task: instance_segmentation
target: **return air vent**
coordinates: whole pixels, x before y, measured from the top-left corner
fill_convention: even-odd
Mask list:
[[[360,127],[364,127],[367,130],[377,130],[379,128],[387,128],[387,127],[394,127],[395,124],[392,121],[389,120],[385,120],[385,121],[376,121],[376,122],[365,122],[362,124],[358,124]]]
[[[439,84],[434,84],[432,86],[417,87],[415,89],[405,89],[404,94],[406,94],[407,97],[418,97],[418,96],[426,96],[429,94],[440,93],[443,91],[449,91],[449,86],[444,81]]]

— Assignment —
Nothing but the lines from the one containing "target: **return air vent**" to the end of the records above should appear, each copied exactly.

— Output of the exercise —
target: **return air vent**
coordinates: whole pixels, x before y, measured from the top-left corner
fill_convention: even-odd
Mask list:
[[[360,127],[364,127],[367,130],[377,130],[379,128],[387,128],[387,127],[394,127],[395,124],[392,121],[389,120],[385,120],[385,121],[376,121],[376,122],[365,122],[362,124],[358,124]]]
[[[439,84],[434,84],[432,86],[417,87],[415,89],[405,89],[404,94],[406,94],[407,97],[418,97],[418,96],[426,96],[429,94],[440,93],[443,91],[449,91],[449,86],[444,81]]]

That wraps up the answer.